[WORK TASK]
What comes next in the article on the CARDS 10-year anniversary? Continue it from its final sentence.

Celebrating CARDS 10-Year Anniversary Elevating the Community Voice

Over a Zoom toast, the Community Advisors on Research Design and Strategies (CARDS®) recently celebrated a major milestone: their 10-year anniversary.

CARDS is one of the stakeholder engagement services offered by the Wisconsin Network for Research Support (WINRS), based at the UW-Madison School of Nursing. The CARDS are community advisory groups that meet with researchers to offer feedback on a wide range of materials to bring valuable perspectives from diverse racial, socioeconomic and educational backgrounds into academic projects.

CARDS
Gathering of the Goodman Community Center CARDS group, one of two community centers who work in partnership with the CARDS.

WINRS developed the CARDS service in 2010 as a UW partnership with two Madison area community centers, Goodman Community Center and Lussier Community Education Center. Since that date, the CARDS have provided feedback to over 200 researchers from many disciplines to help improve their public-facing materials — such as recruitment and educational documents — and review their study activities from the perspective of participants.

WINRS Community Liaison and Communications Specialist Katrina Phelps says almost half of the members have been with CARDS from its early years. 

“It’s a really incredibly deep set of relationships that have formed over those many long years, and I think that’s a testament to the personal value of being in the group for the participants that they want to stay for that long,” Phelps says. 

The CARDS service was developed with funding from a National Institute of Health grant awarded in 2010 to Barbara Bowers, a professor in the School of Nursing at UW-Madison. Today, the program is funded by researchers who pay to have their materials reviewed by the CARDS. WINRS also receives support from the School of Nursing as well as a grant from the Clinical and Translational Science Award (CTSA) program of the National Center for Advancing Translational Sciences at the National Institute of Health (NIH). 

Phelps says the CARDS help to break down barriers to participating in research by examining the burdens of academic projects on the people participating. Over the years, Phelps says the CARDS provide community members and researchers with an appreciation for lived experience and a fresh perspective on the power of these experiences in research.

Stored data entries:
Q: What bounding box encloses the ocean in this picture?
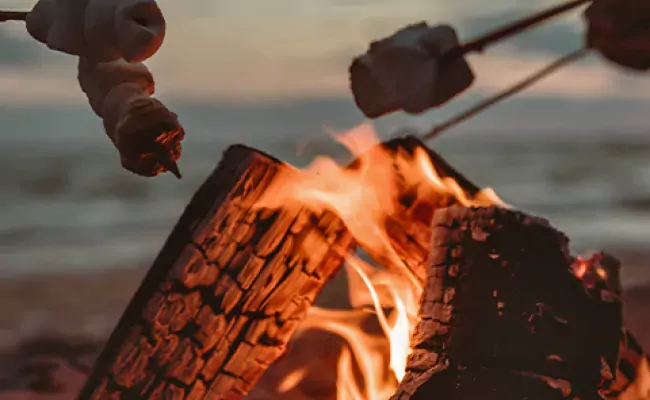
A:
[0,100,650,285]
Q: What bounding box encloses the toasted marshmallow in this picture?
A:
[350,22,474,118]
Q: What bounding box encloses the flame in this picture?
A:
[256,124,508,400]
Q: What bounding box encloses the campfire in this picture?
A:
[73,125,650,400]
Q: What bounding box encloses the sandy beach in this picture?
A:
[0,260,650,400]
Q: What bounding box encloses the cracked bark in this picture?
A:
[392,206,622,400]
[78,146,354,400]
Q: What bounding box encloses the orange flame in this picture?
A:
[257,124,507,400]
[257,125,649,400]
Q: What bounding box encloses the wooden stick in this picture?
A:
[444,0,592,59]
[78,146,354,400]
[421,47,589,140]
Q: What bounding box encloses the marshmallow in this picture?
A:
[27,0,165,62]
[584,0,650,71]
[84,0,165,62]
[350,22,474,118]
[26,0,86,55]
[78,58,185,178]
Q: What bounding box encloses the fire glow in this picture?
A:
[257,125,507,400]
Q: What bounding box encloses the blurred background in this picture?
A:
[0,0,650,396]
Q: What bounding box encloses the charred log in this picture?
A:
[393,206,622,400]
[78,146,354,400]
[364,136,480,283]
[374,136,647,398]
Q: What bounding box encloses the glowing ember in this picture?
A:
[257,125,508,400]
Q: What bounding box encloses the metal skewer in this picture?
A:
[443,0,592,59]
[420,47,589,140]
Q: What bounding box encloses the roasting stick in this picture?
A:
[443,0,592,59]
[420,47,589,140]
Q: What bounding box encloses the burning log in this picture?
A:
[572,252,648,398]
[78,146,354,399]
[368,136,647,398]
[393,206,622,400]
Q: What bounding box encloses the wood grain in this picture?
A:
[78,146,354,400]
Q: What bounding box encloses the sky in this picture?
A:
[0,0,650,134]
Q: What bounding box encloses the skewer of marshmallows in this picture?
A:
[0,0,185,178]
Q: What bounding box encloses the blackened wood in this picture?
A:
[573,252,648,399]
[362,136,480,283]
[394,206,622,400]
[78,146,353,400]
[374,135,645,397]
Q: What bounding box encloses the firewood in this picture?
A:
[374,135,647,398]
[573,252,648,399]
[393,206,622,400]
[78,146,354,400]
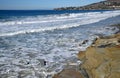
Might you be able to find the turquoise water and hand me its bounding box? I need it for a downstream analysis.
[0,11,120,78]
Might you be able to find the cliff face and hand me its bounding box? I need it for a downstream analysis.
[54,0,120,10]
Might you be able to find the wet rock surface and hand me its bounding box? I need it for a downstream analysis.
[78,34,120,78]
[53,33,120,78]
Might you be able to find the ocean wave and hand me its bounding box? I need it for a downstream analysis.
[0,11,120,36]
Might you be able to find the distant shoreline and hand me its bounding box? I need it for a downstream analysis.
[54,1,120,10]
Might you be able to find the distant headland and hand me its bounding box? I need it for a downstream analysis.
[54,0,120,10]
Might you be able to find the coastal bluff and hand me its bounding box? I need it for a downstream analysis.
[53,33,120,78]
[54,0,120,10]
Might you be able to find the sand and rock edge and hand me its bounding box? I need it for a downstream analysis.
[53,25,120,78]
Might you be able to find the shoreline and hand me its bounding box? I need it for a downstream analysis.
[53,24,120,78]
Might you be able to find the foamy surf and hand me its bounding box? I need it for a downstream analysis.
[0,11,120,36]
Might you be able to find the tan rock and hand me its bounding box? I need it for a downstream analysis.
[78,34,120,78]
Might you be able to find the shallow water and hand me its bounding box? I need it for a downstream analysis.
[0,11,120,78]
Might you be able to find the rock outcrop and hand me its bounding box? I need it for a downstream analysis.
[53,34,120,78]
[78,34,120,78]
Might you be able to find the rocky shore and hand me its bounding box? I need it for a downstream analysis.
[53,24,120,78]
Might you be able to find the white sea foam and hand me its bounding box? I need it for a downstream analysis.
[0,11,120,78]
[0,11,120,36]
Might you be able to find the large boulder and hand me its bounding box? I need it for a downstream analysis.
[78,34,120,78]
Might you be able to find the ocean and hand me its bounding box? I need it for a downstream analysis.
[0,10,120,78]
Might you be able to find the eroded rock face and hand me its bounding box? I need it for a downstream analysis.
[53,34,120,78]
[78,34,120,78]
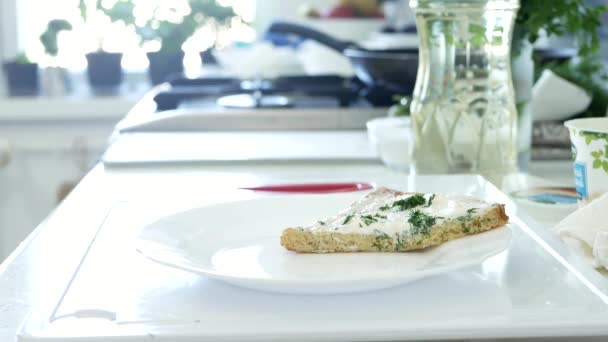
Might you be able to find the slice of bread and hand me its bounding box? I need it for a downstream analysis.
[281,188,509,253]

...

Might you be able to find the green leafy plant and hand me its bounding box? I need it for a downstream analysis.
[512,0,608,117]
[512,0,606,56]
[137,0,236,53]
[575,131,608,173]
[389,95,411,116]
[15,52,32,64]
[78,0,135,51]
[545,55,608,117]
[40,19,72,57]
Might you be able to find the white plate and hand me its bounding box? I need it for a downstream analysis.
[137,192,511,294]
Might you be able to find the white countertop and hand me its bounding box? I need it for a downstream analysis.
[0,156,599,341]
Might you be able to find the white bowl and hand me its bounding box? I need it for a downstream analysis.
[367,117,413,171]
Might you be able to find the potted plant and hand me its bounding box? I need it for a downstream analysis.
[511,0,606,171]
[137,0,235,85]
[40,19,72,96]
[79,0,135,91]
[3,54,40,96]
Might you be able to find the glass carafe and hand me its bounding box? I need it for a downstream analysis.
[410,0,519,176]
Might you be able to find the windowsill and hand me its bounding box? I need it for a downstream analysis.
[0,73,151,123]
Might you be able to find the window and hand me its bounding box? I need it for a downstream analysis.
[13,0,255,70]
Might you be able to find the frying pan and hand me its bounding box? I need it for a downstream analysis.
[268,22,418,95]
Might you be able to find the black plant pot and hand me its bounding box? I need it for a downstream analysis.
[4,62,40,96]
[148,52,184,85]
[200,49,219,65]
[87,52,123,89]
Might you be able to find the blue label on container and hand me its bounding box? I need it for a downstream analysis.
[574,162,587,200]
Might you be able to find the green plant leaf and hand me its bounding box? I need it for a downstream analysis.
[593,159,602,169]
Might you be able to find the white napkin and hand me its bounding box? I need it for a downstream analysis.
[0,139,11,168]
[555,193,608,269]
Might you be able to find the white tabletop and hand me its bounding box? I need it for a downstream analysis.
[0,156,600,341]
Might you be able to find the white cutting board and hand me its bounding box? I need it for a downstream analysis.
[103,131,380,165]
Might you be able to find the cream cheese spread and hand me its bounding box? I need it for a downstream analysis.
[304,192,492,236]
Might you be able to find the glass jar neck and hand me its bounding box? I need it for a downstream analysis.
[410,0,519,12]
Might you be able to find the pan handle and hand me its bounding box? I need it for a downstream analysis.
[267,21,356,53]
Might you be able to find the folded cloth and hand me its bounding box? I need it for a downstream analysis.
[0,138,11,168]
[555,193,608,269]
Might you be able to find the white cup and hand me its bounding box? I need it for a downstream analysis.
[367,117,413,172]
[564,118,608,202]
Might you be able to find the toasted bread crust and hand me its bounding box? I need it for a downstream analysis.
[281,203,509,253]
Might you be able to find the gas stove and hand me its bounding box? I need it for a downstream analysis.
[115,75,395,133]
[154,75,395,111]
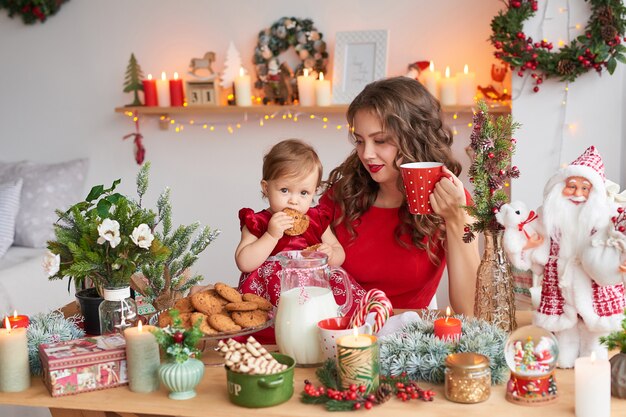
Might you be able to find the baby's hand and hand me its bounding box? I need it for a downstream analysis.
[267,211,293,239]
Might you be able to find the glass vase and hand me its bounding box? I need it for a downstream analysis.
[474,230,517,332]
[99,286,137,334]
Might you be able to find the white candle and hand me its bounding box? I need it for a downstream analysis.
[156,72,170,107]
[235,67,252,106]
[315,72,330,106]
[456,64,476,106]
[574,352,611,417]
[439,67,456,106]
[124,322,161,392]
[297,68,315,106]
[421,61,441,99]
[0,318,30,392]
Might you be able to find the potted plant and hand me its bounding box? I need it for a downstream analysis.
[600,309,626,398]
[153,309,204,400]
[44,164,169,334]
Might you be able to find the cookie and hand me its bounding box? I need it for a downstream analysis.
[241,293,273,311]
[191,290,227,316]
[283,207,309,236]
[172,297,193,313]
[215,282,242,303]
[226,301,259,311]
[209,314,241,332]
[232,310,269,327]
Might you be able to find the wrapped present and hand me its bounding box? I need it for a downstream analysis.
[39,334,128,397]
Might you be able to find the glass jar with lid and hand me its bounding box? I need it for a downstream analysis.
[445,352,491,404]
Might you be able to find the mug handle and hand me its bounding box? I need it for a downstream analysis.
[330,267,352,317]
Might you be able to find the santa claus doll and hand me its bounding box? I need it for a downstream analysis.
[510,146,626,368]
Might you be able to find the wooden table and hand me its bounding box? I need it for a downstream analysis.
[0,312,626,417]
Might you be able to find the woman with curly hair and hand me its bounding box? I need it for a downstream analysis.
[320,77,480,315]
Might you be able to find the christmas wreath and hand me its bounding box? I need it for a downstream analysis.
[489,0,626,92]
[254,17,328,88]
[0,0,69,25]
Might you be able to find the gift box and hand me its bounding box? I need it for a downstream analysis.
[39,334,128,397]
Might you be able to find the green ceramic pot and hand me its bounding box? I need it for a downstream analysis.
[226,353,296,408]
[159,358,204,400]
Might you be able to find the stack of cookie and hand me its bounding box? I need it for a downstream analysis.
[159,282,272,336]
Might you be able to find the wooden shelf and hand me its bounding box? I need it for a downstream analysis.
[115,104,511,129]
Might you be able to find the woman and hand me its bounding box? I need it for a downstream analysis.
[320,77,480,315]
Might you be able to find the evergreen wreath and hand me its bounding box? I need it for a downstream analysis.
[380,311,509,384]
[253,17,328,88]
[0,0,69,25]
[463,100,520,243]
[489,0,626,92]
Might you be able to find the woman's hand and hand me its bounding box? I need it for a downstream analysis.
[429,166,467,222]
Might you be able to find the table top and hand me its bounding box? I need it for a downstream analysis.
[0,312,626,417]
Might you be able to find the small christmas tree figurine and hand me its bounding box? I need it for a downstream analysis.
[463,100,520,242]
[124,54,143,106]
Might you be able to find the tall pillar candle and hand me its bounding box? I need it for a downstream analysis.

---

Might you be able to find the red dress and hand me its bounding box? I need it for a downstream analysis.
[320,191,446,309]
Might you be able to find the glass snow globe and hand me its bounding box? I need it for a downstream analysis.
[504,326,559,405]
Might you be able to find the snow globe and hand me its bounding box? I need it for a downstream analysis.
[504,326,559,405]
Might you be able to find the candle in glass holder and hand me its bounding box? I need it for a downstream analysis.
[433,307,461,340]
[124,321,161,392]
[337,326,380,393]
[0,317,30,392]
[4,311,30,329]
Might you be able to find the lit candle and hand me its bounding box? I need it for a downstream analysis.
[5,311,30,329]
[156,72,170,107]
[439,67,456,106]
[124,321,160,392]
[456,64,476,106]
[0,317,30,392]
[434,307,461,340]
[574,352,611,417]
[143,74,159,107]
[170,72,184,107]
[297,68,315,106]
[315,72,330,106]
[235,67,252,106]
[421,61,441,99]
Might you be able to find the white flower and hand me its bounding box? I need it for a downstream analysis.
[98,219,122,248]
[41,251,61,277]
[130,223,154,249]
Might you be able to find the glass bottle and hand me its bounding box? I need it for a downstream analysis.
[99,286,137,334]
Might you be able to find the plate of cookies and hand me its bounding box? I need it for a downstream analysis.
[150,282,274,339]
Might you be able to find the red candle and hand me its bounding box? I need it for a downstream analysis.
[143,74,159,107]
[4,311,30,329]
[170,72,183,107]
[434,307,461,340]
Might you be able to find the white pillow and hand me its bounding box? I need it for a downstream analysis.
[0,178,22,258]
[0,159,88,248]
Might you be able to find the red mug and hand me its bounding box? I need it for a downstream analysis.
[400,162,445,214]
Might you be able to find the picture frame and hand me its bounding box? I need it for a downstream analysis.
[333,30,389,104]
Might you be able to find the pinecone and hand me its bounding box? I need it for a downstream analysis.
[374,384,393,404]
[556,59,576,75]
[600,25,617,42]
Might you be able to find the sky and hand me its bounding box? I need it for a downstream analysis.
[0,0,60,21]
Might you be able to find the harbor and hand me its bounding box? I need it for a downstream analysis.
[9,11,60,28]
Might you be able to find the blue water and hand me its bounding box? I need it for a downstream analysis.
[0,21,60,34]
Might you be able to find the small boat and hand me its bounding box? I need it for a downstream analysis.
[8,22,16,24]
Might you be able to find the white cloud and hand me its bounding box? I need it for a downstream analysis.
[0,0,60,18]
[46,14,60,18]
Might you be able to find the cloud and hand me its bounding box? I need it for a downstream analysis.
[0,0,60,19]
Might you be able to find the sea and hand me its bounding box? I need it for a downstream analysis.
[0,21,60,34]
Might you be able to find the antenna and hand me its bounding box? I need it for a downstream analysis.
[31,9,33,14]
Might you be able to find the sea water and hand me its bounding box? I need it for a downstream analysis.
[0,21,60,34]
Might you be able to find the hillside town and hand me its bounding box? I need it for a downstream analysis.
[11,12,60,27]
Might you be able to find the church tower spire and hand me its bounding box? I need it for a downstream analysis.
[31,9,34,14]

[REPLY]
“I think we get so caught up in our own written word, science, publications and how we frame our investigations that we forget lived experience is really critical to making those investigations meaningful and connected to the population we’re working with,” Phelps says.

She believes there are many people who are passionate about engaging patients and community members as advisors for research projects across UW-Madison’s campus. 

“We hope we can connect and learn from the many units on campus that do community-engaged and health equity work,” Phelps says. “We are really strong as a university, but often somewhat siloed. So, to build core groups with similar passions and goals and see how we can support each other is ongoing work that never ends.”

Looking to the future, Phelps says WINRS plans to share the success of its community-engaged CARDS model and help implement the framework at interested institutions across the nation. Additionally, the CARDS service will extend its reach to many more researchers, educators, government agencies, and businesses in the region. 

Larry Orr, a longtime member of the CARDS group, highlights their resounding impact throughout the research community and broader public.

“I think we have a tremendous impact on helping people write and present in a way that people can understand and appreciate,” Orr says. “We’re really good about translating from technical language — from jargon, from just official type documents — and putting it into regular language that people can understand and appreciate.”